Day 696
He Called Me A "Skinny-Fatboy," My Friend "266," and Speaking In Tulsa
I really need to either get back to daily posting—or start taking notes throughout the day. I'm sitting here, trying to recall Thursday and all I can remember is one experience that really wasn't that pleasant. OK—so, what happened? Give me a second...
I'm broadcasting from the 51st Annual 101 Wild West Rodeo Thursday through Saturday. I was really feeling good out there Thursday night. Sure, it was 100 degrees, but I can handle the heat so much better as a normal sized man. I can move around that arena without any problems whatsoever...moving and grooving, feeling amazing, and then somebody says something—and what they said consumed me the rest of the night.
What was said, came from a listener who was trying to compliment me: “Well, there's the skinny-fat boy.” The “skinny fat boy?” It didn't hurt my feelings really, I mean seriously—I have thicker skin than that---but he struck a deeper nerve with the word combination he chose. He had no idea that I would spend the next two hours thinking about how I look normal in so many ways and still feel fat in so many others. I've learned that the brain really needs extra time to catch up with the body—and little remarks like this, although not intended to be anything deeper by the guy who said it, do not help that cause. OK—You know what? I've spent way too much time dwelling on this nonsense. This guy knows nothing of this blog, this transformation, anything. All he knows is, here's Sean—the radio guy---who was once over 500 pounds, and now he's looking “skinny.” This guy was complimenting me. Really—his “skinny-fatboy” was his version of “you're looking great man.” OK—I'm better now.

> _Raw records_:
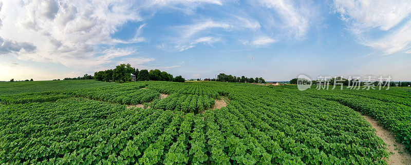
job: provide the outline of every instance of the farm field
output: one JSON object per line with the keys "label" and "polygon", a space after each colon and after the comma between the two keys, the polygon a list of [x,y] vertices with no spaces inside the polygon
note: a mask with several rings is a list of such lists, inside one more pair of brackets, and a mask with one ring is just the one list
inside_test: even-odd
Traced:
{"label": "farm field", "polygon": [[[361,114],[392,133],[408,154],[410,91],[0,83],[0,163],[386,164],[392,153]],[[215,108],[221,101],[226,106]]]}

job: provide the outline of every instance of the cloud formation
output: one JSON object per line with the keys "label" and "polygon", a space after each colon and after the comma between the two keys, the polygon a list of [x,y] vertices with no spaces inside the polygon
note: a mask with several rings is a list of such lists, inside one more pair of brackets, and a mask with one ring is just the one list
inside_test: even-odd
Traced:
{"label": "cloud formation", "polygon": [[335,12],[359,43],[389,55],[411,46],[411,2],[334,0]]}
{"label": "cloud formation", "polygon": [[[22,50],[23,49],[24,50]],[[36,49],[33,44],[27,42],[18,43],[0,37],[0,54],[18,53],[22,51],[31,53]]]}

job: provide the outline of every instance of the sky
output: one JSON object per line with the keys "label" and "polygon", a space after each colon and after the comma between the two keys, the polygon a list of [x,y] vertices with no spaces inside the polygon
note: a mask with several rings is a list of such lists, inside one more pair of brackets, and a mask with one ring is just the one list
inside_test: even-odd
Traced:
{"label": "sky", "polygon": [[411,1],[0,0],[0,80],[129,63],[186,78],[411,80]]}

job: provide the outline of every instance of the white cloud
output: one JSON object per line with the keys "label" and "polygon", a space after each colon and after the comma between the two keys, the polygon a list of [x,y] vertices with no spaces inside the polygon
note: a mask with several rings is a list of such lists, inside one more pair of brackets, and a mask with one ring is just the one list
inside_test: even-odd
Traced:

> _TASKS_:
A) Reproduce the blog post word for word from "I'm broadcasting from" to "of the night.".
B) Pull out every line of the listing that contains the string "outline", matching case.

> _ANSWERS FOR THIS EXERCISE_:
A)
I'm broadcasting from the 51st Annual 101 Wild West Rodeo Thursday through Saturday. I was really feeling good out there Thursday night. Sure, it was 100 degrees, but I can handle the heat so much better as a normal sized man. I can move around that arena without any problems whatsoever...moving and grooving, feeling amazing, and then somebody says something—and what they said consumed me the rest of the night.

B)
job: provide the outline of every instance of the farm field
job: provide the outline of every instance of the cloud formation
job: provide the outline of every instance of the sky
job: provide the outline of every instance of the white cloud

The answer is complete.